_Material for the task_
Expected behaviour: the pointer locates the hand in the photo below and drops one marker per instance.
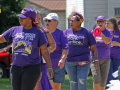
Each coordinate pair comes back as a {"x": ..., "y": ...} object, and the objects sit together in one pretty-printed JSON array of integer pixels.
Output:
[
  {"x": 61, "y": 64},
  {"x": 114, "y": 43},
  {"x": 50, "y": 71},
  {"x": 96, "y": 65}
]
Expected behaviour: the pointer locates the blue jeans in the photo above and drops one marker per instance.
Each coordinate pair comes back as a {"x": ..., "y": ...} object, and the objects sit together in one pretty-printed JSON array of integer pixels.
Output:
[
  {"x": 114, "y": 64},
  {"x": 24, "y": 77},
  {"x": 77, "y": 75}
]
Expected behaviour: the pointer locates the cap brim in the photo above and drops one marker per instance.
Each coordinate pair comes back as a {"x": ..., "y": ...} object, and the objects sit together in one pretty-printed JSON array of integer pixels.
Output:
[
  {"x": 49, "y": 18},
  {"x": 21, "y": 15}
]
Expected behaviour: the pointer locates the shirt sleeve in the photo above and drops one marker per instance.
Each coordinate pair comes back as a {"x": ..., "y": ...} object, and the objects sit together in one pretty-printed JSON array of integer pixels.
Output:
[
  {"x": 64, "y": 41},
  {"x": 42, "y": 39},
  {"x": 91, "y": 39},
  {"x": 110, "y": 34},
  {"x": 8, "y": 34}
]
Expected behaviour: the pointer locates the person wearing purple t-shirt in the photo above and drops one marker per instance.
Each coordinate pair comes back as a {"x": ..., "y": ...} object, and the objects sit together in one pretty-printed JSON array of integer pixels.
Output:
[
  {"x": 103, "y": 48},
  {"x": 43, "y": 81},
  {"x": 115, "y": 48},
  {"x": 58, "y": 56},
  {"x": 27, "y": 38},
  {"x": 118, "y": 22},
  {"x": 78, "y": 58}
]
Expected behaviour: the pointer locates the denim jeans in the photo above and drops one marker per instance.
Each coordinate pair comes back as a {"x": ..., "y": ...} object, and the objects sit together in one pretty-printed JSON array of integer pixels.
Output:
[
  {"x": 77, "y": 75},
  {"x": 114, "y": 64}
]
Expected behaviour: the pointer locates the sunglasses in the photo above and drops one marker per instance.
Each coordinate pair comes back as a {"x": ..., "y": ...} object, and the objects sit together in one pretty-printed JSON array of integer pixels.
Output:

_Aim of the exercise_
Give back the entries above exactly as they stand. Leave the images out.

_Answer to the exercise_
Expected behaviour: the pointer locates the hand in the photo below and drops one marker per instance.
Each coordinate pair comes back as a {"x": ..., "y": ...} object, and the objects sit together in one pretty-printed JSON array of integer pixels.
Output:
[
  {"x": 61, "y": 64},
  {"x": 114, "y": 43},
  {"x": 50, "y": 71},
  {"x": 96, "y": 65}
]
Expected behaviour: the pointer locates the blue jeans in the photo above and drops one marker per instance.
Each coordinate pair comes back as a {"x": ..., "y": ...} object, and the objects sit together in one pretty-printed JSON array of integer pixels.
Output:
[
  {"x": 114, "y": 64},
  {"x": 24, "y": 77},
  {"x": 77, "y": 75}
]
Expected behaviour: the pointer locates the cap brim in the photo above and drops one marker per instance.
Each coordinate pair comes back as a {"x": ..., "y": ...} object, and the objects sit together in one pretty-printed JSON array of integer pixels.
Output:
[
  {"x": 49, "y": 18},
  {"x": 21, "y": 15}
]
Expected behaviour: the pointer locates the shirt sleeve in the photo above and drops one marker per instance.
Each coordinate pair comes back as a {"x": ..., "y": ...} object, and the objects sit together in one pretty-printed JSON array of integer pixels.
Output:
[
  {"x": 64, "y": 41},
  {"x": 42, "y": 39},
  {"x": 91, "y": 39},
  {"x": 110, "y": 34},
  {"x": 8, "y": 34}
]
Expected behaviour: the pointer locates the person wearing purple t-shirt in the photo above and drops one marker per instance.
Each coordinate pair comes back as a {"x": ..., "y": ...} object, and the objects sit together in one pretty-printed JSON array of integer pixels.
Output:
[
  {"x": 103, "y": 48},
  {"x": 43, "y": 81},
  {"x": 115, "y": 48},
  {"x": 58, "y": 56},
  {"x": 27, "y": 38},
  {"x": 118, "y": 22},
  {"x": 78, "y": 58}
]
Expected behaviour: the pointer locates the denim jeans in the photo above and drops one marker per instance.
Each coordinate pair comes back as a {"x": ..., "y": ...} object, and the objects sit together in one pretty-printed JSON array of integer pixels.
Output:
[
  {"x": 77, "y": 75},
  {"x": 114, "y": 64}
]
Expected behaviour: the pointer locates the sunglasses in the photo above and drops one marker per instance.
Each coordinate pair comes back as a {"x": ..., "y": ...} object, and the objects sit together in one pretty-printed JSON array of integer pixels.
Output:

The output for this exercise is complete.